McCafferty filed several pretrial motions, including (1) a motion for a psychiatric evaluation of the complaining witness, (2) a request to depose the complaining witness, (3) a motion to exclude evidence of prior convictions, (4) a request for discovery, and (5) a motion to suppress an incriminating statement he made to the police on the grounds that it was given involuntarily. The trial judge denied all motions except the request for discovery and production. After conviction, McCafferty filed a motion for a new trial alleging error at trial by: (1) admission of allegedly hearsay testimony regarding statements Shawna made to the teachers and psychologist; (2) denial of his right of confrontation under the Sixth Amendment to the United States Constitution and Article VI, Section 7 of the South Dakota Constitution; (3) failure of the trial court to properly weigh the probative value of evidence of his former convictions against its prejudicial effect before admitting that evidence; and (4) failure of the trial court to grant his pretrial motion for psychiatric examination of Shawna.

We will first examine McCafferty's claim that admission of the hearsay testimony by the teachers and the psychologist, regarding Shawna's statements and demonstrations with the dolls, was prejudicial error. SDCL 19-16-4. The trial court apparently admitted the testimony under SDCL 19-16-5 or -6 (Rule 803(1) or (2) Federal Rules of Evidence), the res gestae or excited utterance exception to the hearsay rule. McCafferty urges that under our previous holdings in State v. Thorpe, 83 S.D. 499, 162 N.W.2d 216 (1968), and State v. Percy, 80 S.D. 1, 117 N.W.2d 99 (1962), the statements did not fall within the excited utterance or res gestae exception. We agree.

Position annotation records:
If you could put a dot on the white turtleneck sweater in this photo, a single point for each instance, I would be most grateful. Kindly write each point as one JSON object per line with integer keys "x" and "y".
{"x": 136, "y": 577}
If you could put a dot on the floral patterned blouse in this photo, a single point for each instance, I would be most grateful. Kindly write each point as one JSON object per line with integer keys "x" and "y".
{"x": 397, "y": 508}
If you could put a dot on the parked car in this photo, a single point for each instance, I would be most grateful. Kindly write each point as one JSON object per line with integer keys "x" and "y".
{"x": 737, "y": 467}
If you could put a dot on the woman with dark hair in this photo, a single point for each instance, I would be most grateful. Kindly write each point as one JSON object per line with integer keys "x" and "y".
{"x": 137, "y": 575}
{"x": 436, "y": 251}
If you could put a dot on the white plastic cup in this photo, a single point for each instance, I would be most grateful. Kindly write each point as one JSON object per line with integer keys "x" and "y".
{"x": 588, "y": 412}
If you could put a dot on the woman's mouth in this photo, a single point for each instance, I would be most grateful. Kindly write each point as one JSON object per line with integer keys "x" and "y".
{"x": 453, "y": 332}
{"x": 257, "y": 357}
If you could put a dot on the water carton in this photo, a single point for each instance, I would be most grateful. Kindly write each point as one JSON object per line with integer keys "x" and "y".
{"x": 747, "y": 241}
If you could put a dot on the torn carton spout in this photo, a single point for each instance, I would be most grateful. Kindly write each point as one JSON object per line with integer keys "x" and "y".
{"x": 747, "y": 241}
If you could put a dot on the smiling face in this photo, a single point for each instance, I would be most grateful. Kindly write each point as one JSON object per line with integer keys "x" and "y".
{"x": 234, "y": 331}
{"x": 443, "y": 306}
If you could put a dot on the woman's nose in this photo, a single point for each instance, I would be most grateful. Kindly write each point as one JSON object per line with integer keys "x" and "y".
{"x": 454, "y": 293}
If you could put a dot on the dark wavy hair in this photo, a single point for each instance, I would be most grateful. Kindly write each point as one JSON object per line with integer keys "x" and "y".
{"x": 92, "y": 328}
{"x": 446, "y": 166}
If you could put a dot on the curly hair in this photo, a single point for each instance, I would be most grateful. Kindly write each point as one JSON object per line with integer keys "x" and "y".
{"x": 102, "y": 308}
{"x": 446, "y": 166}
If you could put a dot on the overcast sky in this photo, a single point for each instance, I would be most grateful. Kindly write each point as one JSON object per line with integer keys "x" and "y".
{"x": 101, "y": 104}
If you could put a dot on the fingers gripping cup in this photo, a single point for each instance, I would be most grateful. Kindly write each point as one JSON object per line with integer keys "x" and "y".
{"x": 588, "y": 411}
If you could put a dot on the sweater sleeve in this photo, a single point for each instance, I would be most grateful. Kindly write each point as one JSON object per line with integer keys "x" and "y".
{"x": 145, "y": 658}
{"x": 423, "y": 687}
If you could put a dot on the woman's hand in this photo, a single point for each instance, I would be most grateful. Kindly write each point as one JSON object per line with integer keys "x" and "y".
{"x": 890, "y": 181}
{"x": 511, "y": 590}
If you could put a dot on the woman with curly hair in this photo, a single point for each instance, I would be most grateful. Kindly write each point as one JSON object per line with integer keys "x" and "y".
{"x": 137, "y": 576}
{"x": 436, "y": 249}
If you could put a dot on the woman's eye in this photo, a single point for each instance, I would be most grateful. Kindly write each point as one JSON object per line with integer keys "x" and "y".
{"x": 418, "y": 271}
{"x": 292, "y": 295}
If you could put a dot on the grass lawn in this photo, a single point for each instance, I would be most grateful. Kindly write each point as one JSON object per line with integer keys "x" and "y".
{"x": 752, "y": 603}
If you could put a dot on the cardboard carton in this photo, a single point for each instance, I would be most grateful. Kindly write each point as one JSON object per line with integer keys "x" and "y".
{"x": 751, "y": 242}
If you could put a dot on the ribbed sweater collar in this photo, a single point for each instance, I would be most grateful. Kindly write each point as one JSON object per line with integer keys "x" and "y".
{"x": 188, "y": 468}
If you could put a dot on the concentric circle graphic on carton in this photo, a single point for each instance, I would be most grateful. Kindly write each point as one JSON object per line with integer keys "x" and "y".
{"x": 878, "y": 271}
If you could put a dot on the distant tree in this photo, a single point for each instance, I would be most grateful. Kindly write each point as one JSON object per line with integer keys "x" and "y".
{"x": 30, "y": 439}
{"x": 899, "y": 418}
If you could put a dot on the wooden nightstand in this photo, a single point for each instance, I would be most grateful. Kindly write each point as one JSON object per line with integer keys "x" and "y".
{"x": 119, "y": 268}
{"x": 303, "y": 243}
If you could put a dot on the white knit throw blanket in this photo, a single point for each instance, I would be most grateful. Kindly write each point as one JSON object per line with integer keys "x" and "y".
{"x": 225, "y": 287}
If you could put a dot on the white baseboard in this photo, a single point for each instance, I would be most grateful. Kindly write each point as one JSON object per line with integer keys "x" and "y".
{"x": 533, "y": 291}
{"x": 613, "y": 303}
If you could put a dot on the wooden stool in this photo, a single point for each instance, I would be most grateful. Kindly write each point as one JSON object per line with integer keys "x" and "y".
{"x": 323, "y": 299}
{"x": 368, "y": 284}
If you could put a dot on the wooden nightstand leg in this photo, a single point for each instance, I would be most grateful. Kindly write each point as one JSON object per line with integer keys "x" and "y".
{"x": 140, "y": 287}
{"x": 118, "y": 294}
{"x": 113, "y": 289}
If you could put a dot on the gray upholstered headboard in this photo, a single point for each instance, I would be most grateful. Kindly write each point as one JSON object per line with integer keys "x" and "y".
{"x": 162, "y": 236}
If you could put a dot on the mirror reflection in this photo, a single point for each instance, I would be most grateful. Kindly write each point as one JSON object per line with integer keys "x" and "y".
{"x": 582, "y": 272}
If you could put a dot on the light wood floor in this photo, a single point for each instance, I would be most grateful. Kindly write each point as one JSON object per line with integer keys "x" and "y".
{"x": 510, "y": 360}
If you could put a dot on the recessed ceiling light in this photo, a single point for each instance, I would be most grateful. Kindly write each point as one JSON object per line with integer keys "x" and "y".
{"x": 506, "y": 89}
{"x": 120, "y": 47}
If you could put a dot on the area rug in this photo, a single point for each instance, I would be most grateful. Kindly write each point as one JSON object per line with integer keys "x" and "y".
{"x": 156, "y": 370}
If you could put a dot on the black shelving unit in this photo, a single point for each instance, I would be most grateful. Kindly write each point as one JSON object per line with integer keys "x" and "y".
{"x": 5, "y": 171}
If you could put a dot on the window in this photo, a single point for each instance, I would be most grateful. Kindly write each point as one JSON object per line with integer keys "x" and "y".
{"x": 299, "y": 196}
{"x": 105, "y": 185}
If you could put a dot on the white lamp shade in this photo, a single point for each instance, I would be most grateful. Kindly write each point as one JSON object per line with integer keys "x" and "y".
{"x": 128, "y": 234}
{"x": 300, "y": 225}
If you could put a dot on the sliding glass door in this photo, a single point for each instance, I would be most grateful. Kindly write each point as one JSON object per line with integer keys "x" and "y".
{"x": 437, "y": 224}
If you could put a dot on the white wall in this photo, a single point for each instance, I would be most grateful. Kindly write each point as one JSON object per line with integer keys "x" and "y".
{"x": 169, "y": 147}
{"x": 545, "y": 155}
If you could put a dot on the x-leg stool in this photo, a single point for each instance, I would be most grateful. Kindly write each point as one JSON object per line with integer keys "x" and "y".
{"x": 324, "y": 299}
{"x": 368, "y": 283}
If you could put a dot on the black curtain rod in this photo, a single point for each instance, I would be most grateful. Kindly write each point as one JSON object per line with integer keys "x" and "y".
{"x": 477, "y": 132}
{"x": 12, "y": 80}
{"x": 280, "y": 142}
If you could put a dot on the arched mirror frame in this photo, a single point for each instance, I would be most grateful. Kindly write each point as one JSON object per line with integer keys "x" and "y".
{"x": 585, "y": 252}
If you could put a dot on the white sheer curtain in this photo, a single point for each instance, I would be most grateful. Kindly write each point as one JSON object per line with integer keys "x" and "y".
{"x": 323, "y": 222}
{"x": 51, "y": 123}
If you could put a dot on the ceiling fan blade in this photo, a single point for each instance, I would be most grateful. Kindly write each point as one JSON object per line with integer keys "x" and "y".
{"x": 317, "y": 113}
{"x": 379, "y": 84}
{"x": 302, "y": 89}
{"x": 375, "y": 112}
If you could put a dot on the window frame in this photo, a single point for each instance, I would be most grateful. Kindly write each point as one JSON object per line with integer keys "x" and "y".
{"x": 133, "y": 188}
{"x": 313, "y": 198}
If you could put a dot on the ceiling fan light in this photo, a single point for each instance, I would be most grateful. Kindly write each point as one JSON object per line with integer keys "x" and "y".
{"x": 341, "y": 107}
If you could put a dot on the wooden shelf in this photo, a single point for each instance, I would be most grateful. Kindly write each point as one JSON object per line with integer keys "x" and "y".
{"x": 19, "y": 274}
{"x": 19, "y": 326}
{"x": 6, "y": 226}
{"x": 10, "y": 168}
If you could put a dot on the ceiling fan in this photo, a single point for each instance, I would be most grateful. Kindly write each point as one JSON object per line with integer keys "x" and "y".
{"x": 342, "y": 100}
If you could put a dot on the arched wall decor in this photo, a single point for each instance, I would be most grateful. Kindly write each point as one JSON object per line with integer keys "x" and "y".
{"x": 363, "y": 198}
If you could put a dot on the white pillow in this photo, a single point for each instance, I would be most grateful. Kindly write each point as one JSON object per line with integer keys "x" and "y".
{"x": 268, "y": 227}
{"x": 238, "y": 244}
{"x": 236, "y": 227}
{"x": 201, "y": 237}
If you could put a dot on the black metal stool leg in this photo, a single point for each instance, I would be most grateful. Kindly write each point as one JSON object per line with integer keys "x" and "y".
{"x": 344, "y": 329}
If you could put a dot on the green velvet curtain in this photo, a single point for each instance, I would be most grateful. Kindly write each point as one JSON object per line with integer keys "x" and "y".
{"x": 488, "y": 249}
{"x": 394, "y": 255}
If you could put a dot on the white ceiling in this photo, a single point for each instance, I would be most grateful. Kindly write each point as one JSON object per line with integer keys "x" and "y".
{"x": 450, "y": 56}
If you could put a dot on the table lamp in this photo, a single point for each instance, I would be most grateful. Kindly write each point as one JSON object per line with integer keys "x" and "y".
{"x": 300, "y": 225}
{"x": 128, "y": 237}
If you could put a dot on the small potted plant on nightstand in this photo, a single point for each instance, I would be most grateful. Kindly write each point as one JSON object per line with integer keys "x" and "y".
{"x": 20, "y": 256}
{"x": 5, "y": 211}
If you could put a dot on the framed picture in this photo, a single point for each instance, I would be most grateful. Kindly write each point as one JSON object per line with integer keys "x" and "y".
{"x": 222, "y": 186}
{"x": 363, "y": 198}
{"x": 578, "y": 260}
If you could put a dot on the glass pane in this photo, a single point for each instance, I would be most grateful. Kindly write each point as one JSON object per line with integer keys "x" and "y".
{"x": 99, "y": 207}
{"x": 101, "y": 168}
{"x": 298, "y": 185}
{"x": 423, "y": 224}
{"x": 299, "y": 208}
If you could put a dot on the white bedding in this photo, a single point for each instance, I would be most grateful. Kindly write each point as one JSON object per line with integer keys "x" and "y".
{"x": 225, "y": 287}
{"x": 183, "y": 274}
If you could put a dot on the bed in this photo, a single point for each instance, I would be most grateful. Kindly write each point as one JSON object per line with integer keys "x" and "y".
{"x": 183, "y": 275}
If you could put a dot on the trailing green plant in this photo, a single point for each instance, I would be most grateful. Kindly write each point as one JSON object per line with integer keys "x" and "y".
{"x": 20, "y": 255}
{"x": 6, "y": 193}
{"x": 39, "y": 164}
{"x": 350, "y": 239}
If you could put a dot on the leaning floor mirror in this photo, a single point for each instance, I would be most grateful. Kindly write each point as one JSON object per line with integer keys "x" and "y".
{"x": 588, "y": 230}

List of tasks:
1: Do these statements agree with the opinion excerpt? (a) The trial judge granted McCafferty's request for discovery. (b) McCafferty filed his motion for a new trial before his conviction. (c) The court rejects McCafferty's argument that the statements did not fall within the excited utterance or res gestae exception. For each, answer yes or no and quote the words of the excerpt that decide it.
2: Can you give the opinion excerpt again from "We will first" to "exception. We agree.", switching "psychologist" to "counselor"?

Outputs:
1:
(a) Yes: "The trial judge denied all motions except the request for discovery and production."
(b) No: "After conviction, McCafferty filed a motion for a new trial"
(c) No: "We agree."

2:
We will first examine McCafferty's claim that admission of the hearsay testimony by the teachers and the counselor, regarding Shawna's statements and demonstrations with the dolls, was prejudicial error. SDCL 19-16-4. The trial court apparently admitted the testimony under SDCL 19-16-5 or -6 (Rule 803(1) or (2) Federal Rules of Evidence), the res gestae or excited utterance exception to the hearsay rule. McCafferty urges that under our previous holdings in State v. Thorpe, 83 S.D. 499, 162 N.W.2d 216 (1968), and State v. Percy, 80 S.D. 1, 117 N.W.2d 99 (1962), the statements did not fall within the excited utterance or res gestae exception. We agree.